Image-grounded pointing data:
============================================================

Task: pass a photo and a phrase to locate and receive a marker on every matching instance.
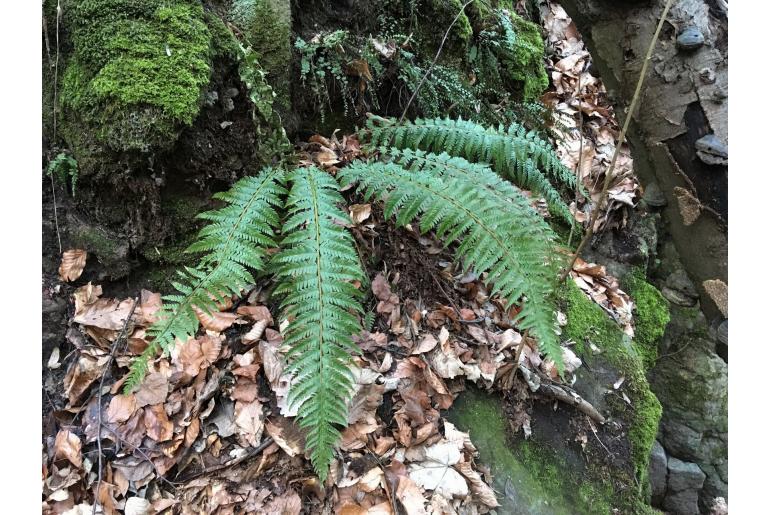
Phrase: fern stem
(621, 139)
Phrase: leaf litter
(178, 444)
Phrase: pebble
(690, 38)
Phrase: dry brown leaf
(360, 212)
(480, 490)
(154, 390)
(73, 262)
(249, 420)
(121, 408)
(81, 374)
(216, 321)
(67, 446)
(286, 434)
(157, 424)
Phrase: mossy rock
(543, 475)
(266, 26)
(617, 356)
(651, 316)
(136, 74)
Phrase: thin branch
(435, 59)
(115, 345)
(621, 139)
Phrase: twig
(433, 63)
(579, 164)
(262, 446)
(115, 345)
(574, 399)
(621, 139)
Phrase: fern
(316, 270)
(515, 153)
(233, 242)
(503, 237)
(319, 273)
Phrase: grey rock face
(658, 472)
(684, 476)
(684, 482)
(691, 38)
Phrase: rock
(658, 473)
(680, 281)
(684, 476)
(678, 298)
(682, 503)
(711, 150)
(653, 196)
(684, 482)
(691, 38)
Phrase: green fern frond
(501, 233)
(513, 152)
(234, 241)
(316, 269)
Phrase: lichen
(651, 316)
(137, 70)
(587, 322)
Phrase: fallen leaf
(157, 424)
(250, 421)
(67, 446)
(121, 408)
(73, 262)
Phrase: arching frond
(513, 152)
(233, 243)
(316, 270)
(499, 235)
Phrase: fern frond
(501, 233)
(515, 153)
(233, 242)
(316, 270)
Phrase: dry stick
(579, 164)
(433, 63)
(115, 345)
(621, 139)
(55, 100)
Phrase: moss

============================================================

» To do: The records above are to be retyped exactly, with every picture left out.

» Response to the task:
Task: pass a photo and a phrase to locate and receive a marker on every matching instance.
Phrase: fern stem
(621, 139)
Phrase: leaf litter
(178, 444)
Phrase: pebble
(690, 38)
Phrase: dry brown leaf
(360, 212)
(480, 490)
(154, 390)
(73, 262)
(249, 420)
(121, 408)
(81, 374)
(216, 321)
(67, 446)
(286, 434)
(157, 424)
Phrase: mossy rock
(543, 475)
(266, 26)
(617, 356)
(651, 316)
(136, 74)
Phrase: thin branch
(435, 59)
(115, 345)
(621, 139)
Phrase: twig
(433, 63)
(579, 164)
(262, 446)
(115, 345)
(574, 399)
(621, 139)
Phrase: fern
(316, 270)
(515, 153)
(233, 242)
(503, 237)
(319, 273)
Phrase: grey rock face
(658, 472)
(684, 476)
(684, 482)
(691, 38)
Phrase: rock
(658, 473)
(680, 281)
(684, 476)
(678, 298)
(682, 503)
(711, 150)
(653, 196)
(684, 482)
(691, 38)
Phrase: green fern frond
(501, 233)
(513, 152)
(234, 241)
(316, 269)
Phrase: lichen
(651, 316)
(137, 70)
(587, 322)
Phrase: fallen leaf
(157, 424)
(250, 421)
(67, 446)
(121, 408)
(73, 262)
Phrase: arching frond
(513, 152)
(233, 243)
(316, 270)
(499, 235)
Phrase: fern frond
(501, 233)
(515, 153)
(233, 242)
(316, 270)
Phrase: dry stick
(579, 164)
(433, 63)
(115, 345)
(621, 139)
(55, 100)
Phrase: moss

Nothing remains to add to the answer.